GESTELDE OPGAVE A =>
Vervang in de records, vanaf het begin tot en met de regel met "28,0,1344,69", elke keer "concrete wall" door "brick wall" en geef die regels verder ongewijzigd weer. Laat de afbeeldingen daarbij weg.

TEKSTFRAGMENT =>
Annotatie ABRvS 20 januari 2021, ECLI:NL:RVS:2021:80, M en R 2021/43
Essentie
Informele mer-beoordeling bestemmingsplan moet zien op gehele woningbouwlocatie en niet alleen op de woningen die bij recht zijn toegestaan.
Samenvatting
De vereniging heeft betoogd dat de raad er ten onrechte van is uitgegaan dat in dit geval alleen een zogenoemde vormvrije milieueffectbeoordeling (hierna: m.e.r- beoordeling) als bedoeld in artikel 2, vijfde lid, van het Besluit milieueffectrapportage (hierna: Besluit mer) gemaakt hoefde te worden. De raad heeft daarbij ten onrechte niet ook de milieugevolgen van fase 4 betrokken en heeft, mede op basis van die beperkte toets, ten onrechte geoordeeld dat zich in dit geval geen bijzondere omstandigheden voordoen die meebrengen dat een milieueffectrapport (hierna: MER) noodzakelijk was, aldus de vereniging. Het bevoegd gezag dient een vormvrije m.e.r.-beoordeling uit te voeren in gevallen waarin een activiteit genoemd wordt in onderdeel D van de bijlage bij het Besluit m.e.r., maar de omvang van deze activiteit onder de in kolom 2 vastgelegde drempelwaarden blijft. Bezien dient te worden of die activiteit, ondanks dat de drempelwaarden niet worden overschreden, mogelijk belangrijke nadelige gevolgen voor het milieu kan hebben en het doorlopen van een plan mer-procedure alsnog noodzakelijk is.

GESTELDE OPGAVE B =>
Noem alle partijen en organen die in de samenvatting van de annotatie over de mer-beoordeling worden genoemd.

[Fragmenten uit een detectiedataset]
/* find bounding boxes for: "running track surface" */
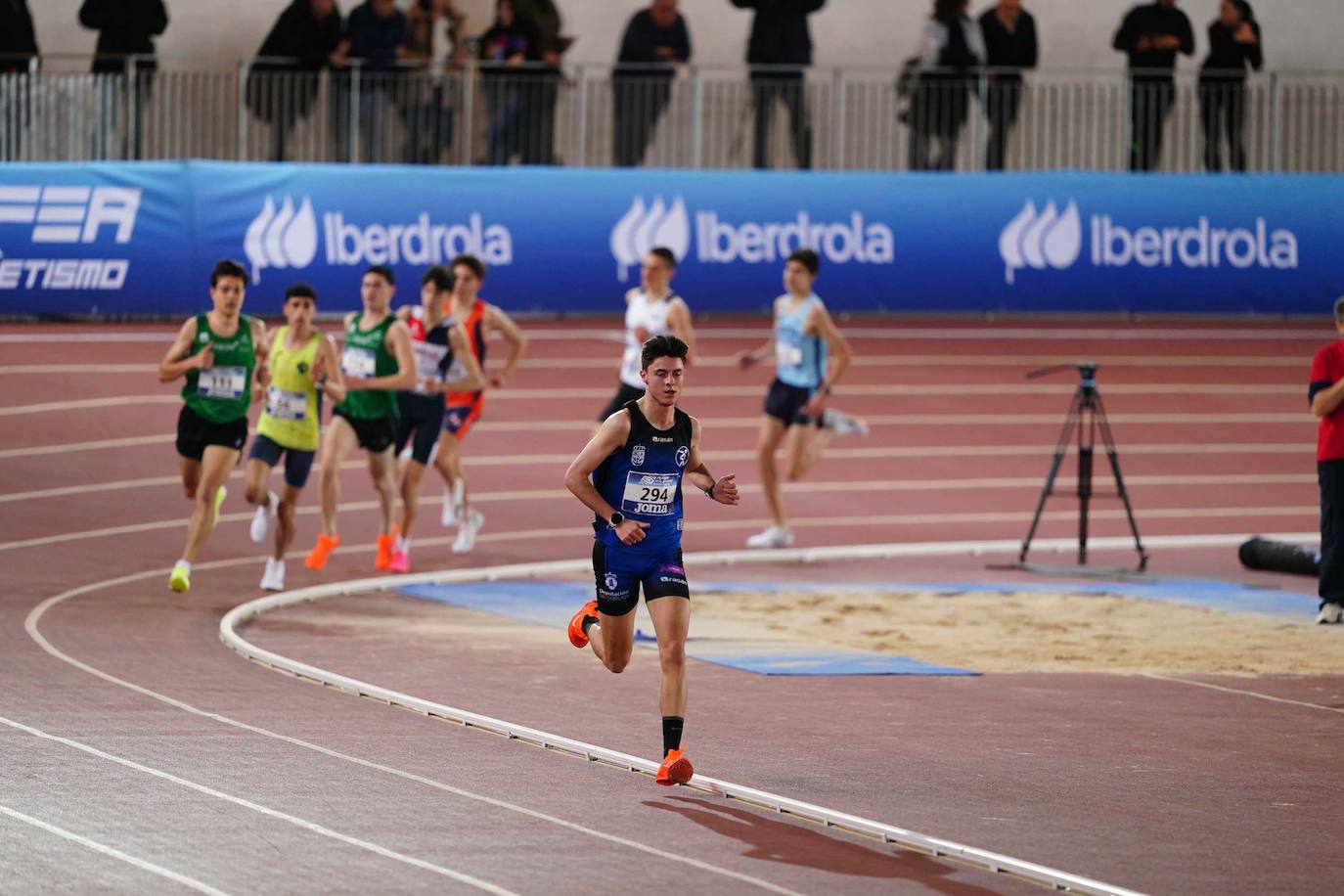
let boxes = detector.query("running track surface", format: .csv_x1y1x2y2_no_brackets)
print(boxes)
0,318,1344,893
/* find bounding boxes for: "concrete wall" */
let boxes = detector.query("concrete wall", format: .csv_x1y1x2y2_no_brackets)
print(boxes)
28,0,1344,69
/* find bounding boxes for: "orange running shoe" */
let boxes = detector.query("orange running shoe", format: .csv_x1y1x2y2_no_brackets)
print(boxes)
374,535,392,571
304,535,340,569
653,747,694,787
570,601,597,649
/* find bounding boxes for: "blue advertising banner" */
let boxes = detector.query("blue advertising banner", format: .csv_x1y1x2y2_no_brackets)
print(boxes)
0,162,1344,314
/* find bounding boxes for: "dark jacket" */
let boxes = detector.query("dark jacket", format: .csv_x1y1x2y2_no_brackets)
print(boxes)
79,0,168,72
1111,3,1194,78
247,0,344,122
733,0,827,66
514,0,564,55
614,10,691,78
980,10,1038,80
477,18,542,76
1199,21,1265,80
345,1,410,71
0,0,37,74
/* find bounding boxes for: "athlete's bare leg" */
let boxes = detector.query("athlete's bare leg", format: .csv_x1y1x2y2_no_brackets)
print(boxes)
177,456,201,501
276,485,304,560
434,429,471,511
365,446,396,535
402,460,425,539
181,445,238,562
648,595,691,717
757,415,784,526
319,417,359,539
589,609,635,672
784,425,834,482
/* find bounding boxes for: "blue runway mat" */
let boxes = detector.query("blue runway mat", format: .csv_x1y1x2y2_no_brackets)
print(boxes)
400,582,978,676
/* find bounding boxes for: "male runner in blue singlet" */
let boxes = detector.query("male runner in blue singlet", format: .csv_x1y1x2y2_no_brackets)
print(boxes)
564,336,739,787
738,248,869,548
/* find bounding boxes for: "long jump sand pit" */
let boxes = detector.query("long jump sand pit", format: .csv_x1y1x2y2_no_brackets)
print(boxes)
691,586,1344,674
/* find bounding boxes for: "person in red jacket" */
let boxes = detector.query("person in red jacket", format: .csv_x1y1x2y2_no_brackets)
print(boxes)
1307,295,1344,625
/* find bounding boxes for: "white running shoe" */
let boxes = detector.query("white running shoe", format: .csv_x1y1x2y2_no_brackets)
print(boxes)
247,492,280,544
747,525,793,548
453,511,485,554
438,477,463,525
261,558,285,591
822,407,869,435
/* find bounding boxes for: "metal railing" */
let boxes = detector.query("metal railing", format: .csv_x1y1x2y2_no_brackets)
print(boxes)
0,61,1344,172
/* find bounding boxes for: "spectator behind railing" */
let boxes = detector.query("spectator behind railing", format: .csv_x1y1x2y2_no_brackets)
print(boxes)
334,0,407,161
0,0,39,161
247,0,349,161
478,0,542,165
398,0,467,164
514,0,574,165
611,0,691,168
980,0,1038,170
1199,0,1265,172
733,0,827,168
909,0,985,170
79,0,168,158
1111,0,1194,170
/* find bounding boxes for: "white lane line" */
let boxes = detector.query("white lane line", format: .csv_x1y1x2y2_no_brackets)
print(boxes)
0,408,1316,464
0,326,1337,344
0,497,1320,552
0,382,1307,417
24,577,801,896
0,806,229,896
1140,672,1344,715
0,442,1316,504
0,716,516,896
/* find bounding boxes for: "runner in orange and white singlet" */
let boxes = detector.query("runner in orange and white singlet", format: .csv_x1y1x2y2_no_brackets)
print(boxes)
434,255,527,554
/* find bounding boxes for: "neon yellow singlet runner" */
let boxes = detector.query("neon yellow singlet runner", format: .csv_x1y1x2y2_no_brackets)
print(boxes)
256,327,323,451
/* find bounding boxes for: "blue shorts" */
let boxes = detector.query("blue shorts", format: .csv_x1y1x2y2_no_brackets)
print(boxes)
765,379,820,427
247,434,317,489
593,539,691,616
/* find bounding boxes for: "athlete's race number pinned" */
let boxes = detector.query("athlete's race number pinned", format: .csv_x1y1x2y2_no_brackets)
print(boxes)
340,345,378,381
774,338,802,367
266,385,308,422
197,367,247,399
621,470,680,515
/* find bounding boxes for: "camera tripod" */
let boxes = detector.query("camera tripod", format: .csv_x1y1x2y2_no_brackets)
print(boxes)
1017,361,1147,572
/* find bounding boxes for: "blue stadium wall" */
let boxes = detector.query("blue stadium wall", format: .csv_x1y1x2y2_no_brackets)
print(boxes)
0,162,1344,314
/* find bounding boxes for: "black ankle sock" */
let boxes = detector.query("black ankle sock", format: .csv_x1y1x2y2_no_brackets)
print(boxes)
662,716,686,756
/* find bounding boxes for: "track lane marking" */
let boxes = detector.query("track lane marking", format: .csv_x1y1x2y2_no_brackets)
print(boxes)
1139,672,1344,715
0,716,517,896
0,326,1337,344
0,382,1304,417
0,806,229,896
0,456,1316,504
0,413,1316,462
0,497,1320,552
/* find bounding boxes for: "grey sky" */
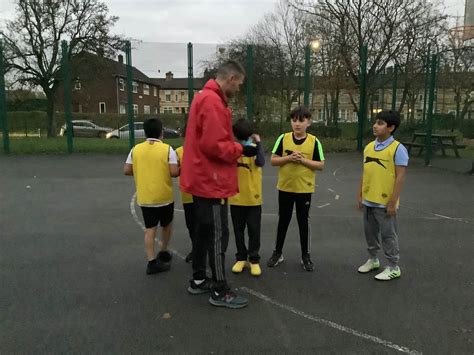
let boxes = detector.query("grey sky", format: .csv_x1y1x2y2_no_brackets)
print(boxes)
0,0,471,77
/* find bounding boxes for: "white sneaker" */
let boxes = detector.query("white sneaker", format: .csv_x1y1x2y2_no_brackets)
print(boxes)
357,259,380,274
375,266,402,281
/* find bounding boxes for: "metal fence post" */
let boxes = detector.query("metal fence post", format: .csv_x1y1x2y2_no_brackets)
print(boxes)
188,42,194,113
61,41,74,154
0,40,10,154
425,54,438,165
303,44,311,108
422,47,431,126
357,45,367,152
125,41,135,149
247,45,253,121
392,64,398,111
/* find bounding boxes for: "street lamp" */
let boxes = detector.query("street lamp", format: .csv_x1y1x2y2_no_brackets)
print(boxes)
303,39,321,108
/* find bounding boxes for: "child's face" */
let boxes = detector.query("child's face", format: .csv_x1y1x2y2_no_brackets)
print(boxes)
372,119,395,137
291,117,311,135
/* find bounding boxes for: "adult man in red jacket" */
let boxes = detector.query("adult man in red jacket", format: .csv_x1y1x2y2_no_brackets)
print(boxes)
180,61,257,308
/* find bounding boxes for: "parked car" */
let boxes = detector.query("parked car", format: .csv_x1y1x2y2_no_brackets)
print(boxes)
105,122,180,139
59,120,112,138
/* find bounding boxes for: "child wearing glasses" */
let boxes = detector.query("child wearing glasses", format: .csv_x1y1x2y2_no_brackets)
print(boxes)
267,106,324,271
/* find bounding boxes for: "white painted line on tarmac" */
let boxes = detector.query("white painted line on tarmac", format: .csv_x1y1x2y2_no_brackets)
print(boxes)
400,205,472,224
239,287,422,354
130,192,186,260
316,203,331,208
433,213,463,222
332,165,344,182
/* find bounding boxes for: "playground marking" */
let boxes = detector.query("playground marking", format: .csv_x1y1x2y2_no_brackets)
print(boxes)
239,287,422,354
130,193,422,354
316,203,331,208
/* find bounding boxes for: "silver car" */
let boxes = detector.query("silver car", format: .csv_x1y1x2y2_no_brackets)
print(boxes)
105,122,180,139
59,120,112,138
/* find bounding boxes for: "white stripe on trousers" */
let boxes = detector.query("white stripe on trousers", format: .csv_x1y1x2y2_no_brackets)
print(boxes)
212,205,225,281
308,205,311,254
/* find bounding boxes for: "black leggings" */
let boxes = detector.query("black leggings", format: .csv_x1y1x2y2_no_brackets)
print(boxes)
275,191,312,256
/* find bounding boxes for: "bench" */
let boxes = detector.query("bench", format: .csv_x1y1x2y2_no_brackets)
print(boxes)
402,132,466,158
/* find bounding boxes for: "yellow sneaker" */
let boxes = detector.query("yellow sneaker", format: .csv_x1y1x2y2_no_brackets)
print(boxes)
250,263,262,276
232,260,247,274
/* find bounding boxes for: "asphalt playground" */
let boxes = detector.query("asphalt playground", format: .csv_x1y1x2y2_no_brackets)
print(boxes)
0,153,474,354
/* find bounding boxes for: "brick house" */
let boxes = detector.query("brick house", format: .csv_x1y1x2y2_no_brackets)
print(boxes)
56,53,160,115
152,72,206,114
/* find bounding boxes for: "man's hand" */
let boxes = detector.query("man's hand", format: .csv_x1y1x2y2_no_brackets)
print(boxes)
387,200,397,216
242,145,258,157
357,195,364,211
288,151,303,163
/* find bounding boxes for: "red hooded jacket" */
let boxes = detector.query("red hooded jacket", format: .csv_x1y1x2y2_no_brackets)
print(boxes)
180,80,242,198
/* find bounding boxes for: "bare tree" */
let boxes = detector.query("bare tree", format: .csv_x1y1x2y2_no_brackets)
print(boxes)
0,0,119,137
442,27,474,121
292,0,444,115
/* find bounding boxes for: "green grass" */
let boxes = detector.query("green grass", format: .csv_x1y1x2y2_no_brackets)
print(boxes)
0,137,183,154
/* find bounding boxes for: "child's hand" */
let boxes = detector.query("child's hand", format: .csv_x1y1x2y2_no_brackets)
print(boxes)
387,200,397,216
288,152,301,163
293,151,304,163
250,133,261,143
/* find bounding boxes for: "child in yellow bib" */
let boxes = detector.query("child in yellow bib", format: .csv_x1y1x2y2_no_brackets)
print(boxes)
124,118,179,274
267,106,324,271
229,119,265,276
358,111,409,281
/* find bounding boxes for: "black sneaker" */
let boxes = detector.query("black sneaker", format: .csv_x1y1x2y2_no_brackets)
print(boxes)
301,254,314,271
188,278,214,295
267,251,285,267
146,259,171,275
156,250,173,264
209,291,249,309
184,252,193,263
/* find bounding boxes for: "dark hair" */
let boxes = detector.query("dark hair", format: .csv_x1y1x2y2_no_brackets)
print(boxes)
216,60,245,79
143,118,163,139
181,122,188,138
375,110,400,134
232,118,254,141
290,106,311,120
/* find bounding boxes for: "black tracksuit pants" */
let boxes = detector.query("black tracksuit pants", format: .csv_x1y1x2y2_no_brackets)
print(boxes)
275,191,312,256
230,205,262,264
193,196,229,293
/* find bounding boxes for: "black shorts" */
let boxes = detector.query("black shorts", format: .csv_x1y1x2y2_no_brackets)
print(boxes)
140,203,174,229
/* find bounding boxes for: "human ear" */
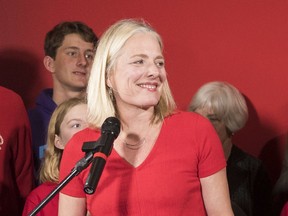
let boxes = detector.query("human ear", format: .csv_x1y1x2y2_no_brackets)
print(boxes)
43,56,55,73
54,134,64,149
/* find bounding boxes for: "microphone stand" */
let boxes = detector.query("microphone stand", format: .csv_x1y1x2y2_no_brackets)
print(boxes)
29,140,104,216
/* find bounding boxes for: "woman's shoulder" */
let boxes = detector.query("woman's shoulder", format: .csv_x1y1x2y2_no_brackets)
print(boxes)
165,110,209,124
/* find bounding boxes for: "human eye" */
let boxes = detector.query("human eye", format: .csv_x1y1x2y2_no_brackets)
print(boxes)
85,52,94,61
133,59,144,64
67,50,79,57
72,123,81,128
156,60,165,68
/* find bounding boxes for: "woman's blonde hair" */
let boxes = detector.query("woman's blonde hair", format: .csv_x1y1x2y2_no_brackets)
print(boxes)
87,19,176,128
40,98,86,183
189,81,248,133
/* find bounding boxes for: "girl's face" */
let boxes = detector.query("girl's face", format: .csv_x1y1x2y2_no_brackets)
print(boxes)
107,33,166,110
55,104,87,149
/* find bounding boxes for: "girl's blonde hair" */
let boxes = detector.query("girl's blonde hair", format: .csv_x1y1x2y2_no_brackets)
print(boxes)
40,98,86,183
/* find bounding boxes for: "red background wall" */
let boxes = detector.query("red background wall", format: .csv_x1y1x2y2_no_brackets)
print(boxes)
0,0,288,185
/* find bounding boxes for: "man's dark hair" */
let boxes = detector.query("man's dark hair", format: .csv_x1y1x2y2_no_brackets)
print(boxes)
44,21,98,59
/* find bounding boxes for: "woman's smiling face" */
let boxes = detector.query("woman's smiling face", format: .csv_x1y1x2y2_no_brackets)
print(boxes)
107,32,166,109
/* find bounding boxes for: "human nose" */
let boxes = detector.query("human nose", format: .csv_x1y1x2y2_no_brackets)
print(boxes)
148,63,160,78
77,53,89,66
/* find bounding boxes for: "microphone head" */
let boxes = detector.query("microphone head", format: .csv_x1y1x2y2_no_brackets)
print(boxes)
101,117,121,139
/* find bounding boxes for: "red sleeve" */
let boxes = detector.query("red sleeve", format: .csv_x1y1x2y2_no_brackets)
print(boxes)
195,113,226,178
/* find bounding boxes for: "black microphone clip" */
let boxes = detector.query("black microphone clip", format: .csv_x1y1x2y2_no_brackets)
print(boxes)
82,117,120,194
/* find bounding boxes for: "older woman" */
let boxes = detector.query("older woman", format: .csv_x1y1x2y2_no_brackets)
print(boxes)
189,82,271,216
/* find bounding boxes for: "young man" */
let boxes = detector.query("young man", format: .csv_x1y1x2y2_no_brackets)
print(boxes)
0,86,34,216
28,21,98,177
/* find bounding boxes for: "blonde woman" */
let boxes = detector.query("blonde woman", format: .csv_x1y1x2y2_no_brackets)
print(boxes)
22,98,87,216
59,19,233,216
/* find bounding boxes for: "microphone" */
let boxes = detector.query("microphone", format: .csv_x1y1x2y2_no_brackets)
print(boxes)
84,117,120,194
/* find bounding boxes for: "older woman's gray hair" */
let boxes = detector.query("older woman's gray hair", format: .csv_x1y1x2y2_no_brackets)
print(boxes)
189,81,248,133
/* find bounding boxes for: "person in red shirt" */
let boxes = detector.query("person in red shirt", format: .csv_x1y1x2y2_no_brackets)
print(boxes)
59,19,233,216
0,86,34,216
22,98,87,216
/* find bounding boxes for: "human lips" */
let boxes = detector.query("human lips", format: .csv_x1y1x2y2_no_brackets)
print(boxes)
138,83,158,91
73,71,87,76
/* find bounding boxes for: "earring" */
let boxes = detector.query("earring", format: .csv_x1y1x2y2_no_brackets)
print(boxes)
108,87,114,101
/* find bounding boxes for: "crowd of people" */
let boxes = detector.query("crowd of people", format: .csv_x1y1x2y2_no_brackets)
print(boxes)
0,19,288,216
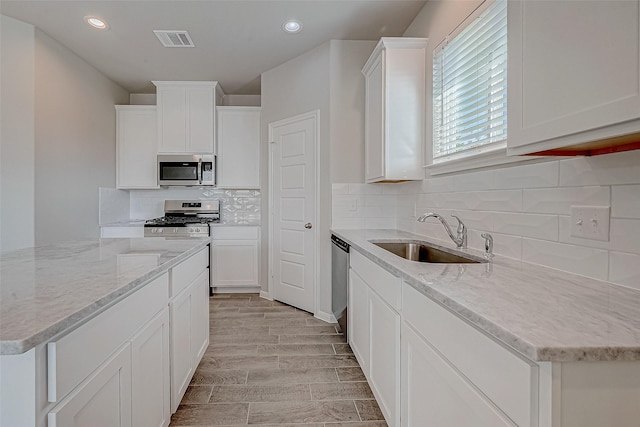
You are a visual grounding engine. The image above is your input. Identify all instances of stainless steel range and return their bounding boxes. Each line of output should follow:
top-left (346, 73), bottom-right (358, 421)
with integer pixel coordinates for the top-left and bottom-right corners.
top-left (144, 200), bottom-right (220, 238)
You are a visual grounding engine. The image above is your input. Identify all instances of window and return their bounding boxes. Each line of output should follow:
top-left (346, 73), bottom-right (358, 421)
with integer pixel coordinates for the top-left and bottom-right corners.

ANTWOORD A =>
/* find bounding boxes for: "running track surface" */
let boxes = detector.query("running track surface", format: .csv_x1y1x2y2_no_brackets)
print(boxes)
0,318,1344,893
/* find bounding boxes for: "brick wall" */
let boxes = detector.query("brick wall", format: .csv_x1y1x2y2_no_brackets)
print(boxes)
28,0,1344,69

ANTWOORD B =>
De vereniging, de raad en het bevoegd gezag.